REQUIREMENTS ->
Copy word for word the lines of the listing starting with the line with "Please spot the shoulder" and going on through the line with "point(273, 149)", leaving out the pictures.

###

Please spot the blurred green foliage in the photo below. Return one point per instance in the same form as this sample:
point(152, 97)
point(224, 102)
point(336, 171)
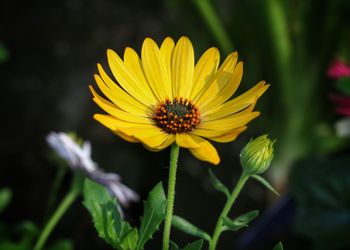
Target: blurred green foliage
point(321, 188)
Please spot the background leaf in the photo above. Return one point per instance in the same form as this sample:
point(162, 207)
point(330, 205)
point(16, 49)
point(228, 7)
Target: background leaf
point(321, 188)
point(218, 185)
point(5, 198)
point(197, 245)
point(186, 227)
point(240, 221)
point(153, 215)
point(279, 246)
point(173, 246)
point(63, 244)
point(106, 217)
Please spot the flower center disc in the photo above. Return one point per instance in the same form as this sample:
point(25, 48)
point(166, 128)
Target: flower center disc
point(177, 116)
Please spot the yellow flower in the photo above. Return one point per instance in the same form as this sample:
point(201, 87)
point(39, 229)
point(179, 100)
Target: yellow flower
point(164, 97)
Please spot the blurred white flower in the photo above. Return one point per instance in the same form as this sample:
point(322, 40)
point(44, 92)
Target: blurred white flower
point(79, 159)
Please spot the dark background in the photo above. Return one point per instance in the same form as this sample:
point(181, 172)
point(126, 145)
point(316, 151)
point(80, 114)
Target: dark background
point(54, 47)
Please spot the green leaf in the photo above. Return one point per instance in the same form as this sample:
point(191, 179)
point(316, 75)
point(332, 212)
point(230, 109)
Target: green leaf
point(173, 246)
point(196, 245)
point(343, 85)
point(153, 215)
point(218, 185)
point(240, 221)
point(106, 217)
point(320, 185)
point(189, 228)
point(63, 244)
point(265, 183)
point(129, 242)
point(5, 198)
point(279, 246)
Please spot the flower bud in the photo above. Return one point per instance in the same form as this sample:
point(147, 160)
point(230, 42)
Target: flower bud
point(257, 155)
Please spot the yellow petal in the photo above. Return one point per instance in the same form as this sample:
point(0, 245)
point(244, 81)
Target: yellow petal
point(127, 80)
point(133, 63)
point(155, 70)
point(220, 135)
point(186, 140)
point(218, 82)
point(182, 67)
point(170, 139)
point(204, 70)
point(152, 137)
point(199, 147)
point(227, 89)
point(239, 103)
point(231, 136)
point(228, 123)
point(222, 111)
point(166, 50)
point(122, 99)
point(116, 112)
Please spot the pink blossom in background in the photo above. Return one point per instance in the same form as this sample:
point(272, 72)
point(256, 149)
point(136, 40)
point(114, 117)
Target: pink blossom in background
point(338, 69)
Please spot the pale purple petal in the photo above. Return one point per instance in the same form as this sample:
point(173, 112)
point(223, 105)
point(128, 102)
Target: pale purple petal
point(79, 159)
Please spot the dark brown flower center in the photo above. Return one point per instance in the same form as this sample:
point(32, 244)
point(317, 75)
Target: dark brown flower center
point(177, 116)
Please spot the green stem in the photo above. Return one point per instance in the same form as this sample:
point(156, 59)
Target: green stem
point(54, 190)
point(67, 201)
point(213, 21)
point(218, 229)
point(174, 155)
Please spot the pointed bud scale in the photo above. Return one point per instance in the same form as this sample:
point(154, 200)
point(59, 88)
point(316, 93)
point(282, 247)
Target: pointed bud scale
point(257, 155)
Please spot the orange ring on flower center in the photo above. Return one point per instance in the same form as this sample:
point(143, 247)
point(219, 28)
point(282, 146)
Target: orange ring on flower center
point(177, 116)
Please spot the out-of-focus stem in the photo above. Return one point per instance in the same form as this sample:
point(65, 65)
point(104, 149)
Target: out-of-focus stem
point(214, 23)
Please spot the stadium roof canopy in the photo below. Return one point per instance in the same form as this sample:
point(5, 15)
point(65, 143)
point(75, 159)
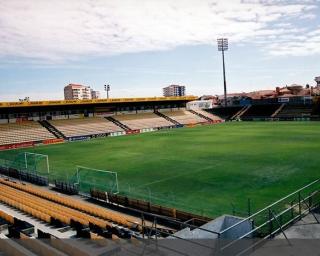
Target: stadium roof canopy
point(24, 104)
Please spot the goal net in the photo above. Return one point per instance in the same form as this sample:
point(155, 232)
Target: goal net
point(87, 178)
point(35, 163)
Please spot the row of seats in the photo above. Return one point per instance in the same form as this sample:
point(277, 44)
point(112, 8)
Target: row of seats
point(207, 114)
point(33, 131)
point(85, 126)
point(143, 120)
point(24, 132)
point(72, 203)
point(185, 117)
point(6, 217)
point(44, 209)
point(295, 111)
point(225, 112)
point(260, 111)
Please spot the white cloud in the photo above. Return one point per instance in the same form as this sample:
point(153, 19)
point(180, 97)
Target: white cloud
point(60, 30)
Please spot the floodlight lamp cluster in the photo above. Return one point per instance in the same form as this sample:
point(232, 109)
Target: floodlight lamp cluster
point(222, 44)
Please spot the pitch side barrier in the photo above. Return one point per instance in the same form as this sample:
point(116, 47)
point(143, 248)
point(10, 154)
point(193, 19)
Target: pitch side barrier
point(275, 218)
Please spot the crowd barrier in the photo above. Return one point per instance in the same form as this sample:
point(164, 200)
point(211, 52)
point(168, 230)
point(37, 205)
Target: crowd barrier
point(25, 176)
point(145, 206)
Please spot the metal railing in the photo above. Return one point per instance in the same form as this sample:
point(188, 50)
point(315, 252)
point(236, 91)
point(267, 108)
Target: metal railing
point(274, 218)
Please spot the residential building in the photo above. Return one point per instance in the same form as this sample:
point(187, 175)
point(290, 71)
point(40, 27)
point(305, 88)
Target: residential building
point(79, 92)
point(174, 90)
point(317, 79)
point(95, 94)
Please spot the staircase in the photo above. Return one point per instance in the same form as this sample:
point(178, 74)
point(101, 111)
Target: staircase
point(167, 118)
point(278, 110)
point(201, 115)
point(240, 112)
point(58, 134)
point(118, 123)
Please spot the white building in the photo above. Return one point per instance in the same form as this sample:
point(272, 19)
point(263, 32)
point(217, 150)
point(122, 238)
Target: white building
point(174, 90)
point(79, 92)
point(200, 104)
point(95, 94)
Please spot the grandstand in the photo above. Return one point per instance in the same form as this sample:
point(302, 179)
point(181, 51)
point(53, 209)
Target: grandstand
point(84, 126)
point(295, 111)
point(143, 120)
point(23, 132)
point(260, 111)
point(184, 117)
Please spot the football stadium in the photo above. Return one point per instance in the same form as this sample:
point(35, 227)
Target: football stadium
point(127, 165)
point(159, 128)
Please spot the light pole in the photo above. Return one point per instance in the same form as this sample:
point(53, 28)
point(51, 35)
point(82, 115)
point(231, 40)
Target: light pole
point(222, 47)
point(107, 89)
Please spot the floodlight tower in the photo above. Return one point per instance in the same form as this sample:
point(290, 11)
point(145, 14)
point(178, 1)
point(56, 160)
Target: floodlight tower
point(222, 47)
point(107, 89)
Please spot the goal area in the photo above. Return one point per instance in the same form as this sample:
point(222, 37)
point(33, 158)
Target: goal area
point(89, 178)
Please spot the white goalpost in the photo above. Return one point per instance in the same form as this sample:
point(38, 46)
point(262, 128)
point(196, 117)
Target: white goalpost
point(104, 180)
point(34, 160)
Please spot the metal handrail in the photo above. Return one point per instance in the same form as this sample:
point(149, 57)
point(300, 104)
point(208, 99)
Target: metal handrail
point(269, 206)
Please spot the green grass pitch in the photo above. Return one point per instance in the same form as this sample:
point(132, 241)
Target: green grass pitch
point(204, 169)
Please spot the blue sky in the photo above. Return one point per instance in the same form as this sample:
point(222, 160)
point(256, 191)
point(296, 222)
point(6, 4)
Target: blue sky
point(140, 46)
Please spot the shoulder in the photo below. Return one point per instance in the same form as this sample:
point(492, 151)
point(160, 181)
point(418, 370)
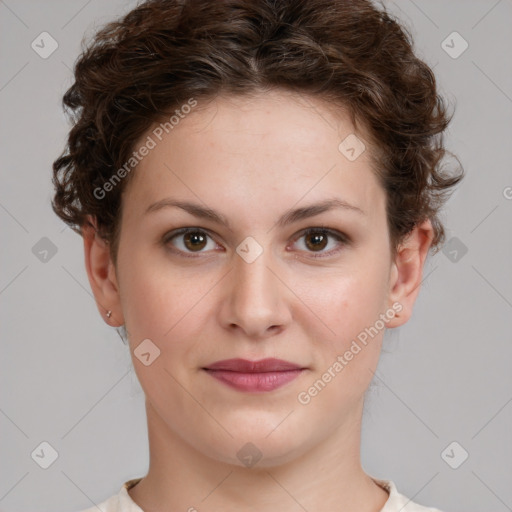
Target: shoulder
point(120, 502)
point(398, 502)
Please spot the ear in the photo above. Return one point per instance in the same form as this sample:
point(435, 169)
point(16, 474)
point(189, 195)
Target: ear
point(102, 274)
point(407, 272)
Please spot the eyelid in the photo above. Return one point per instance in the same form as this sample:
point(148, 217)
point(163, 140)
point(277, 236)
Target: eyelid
point(341, 237)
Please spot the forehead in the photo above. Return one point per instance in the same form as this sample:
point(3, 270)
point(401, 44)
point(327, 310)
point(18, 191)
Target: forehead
point(273, 149)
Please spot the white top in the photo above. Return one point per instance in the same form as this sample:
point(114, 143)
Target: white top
point(122, 502)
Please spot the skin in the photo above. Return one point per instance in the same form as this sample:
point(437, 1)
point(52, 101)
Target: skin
point(251, 159)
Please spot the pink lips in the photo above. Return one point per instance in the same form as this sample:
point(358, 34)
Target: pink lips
point(254, 376)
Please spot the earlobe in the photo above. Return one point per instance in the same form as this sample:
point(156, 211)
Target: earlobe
point(407, 271)
point(101, 274)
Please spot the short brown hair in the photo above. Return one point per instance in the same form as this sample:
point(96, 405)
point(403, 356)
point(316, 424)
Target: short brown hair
point(163, 52)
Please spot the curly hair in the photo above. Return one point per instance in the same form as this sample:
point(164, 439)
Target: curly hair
point(141, 67)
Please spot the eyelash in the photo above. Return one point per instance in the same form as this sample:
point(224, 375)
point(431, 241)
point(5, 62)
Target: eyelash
point(340, 237)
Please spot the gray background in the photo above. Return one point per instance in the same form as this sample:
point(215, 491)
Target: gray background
point(67, 379)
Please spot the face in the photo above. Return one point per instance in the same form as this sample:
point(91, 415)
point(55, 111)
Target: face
point(250, 282)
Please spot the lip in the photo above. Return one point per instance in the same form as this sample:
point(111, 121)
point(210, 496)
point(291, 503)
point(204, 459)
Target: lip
point(254, 376)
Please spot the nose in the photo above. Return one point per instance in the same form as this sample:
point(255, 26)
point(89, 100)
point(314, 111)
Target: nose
point(257, 300)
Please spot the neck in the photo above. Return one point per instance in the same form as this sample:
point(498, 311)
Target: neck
point(328, 476)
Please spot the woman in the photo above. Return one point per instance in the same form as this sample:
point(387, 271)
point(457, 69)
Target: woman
point(257, 184)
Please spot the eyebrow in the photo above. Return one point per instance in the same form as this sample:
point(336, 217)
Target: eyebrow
point(289, 217)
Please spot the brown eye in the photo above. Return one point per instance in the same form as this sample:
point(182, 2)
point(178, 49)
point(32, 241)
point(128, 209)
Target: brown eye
point(194, 240)
point(190, 240)
point(316, 241)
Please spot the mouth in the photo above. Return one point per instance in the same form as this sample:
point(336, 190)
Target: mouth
point(254, 376)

###

CORRECT OUTPUT ->
Please spot the shoulder in the photo below. Return one point per instance in the same form as this sample:
point(492, 151)
point(160, 181)
point(418, 370)
Target: shoulder
point(120, 502)
point(398, 502)
Please spot the ear in the photo above. Return one point per instance in the same form as this sample:
point(435, 169)
point(16, 474)
point(189, 195)
Target: ear
point(102, 274)
point(407, 272)
Please spot the eyelid in the photo above. Return one point per instance in the same form as this sample:
point(148, 217)
point(163, 140)
point(277, 236)
Target: eyelid
point(341, 237)
Please spot the forehead in the photo above. Return one point per instance in the same form as this sample:
point(3, 270)
point(401, 44)
point(327, 310)
point(18, 191)
Target: forehead
point(273, 149)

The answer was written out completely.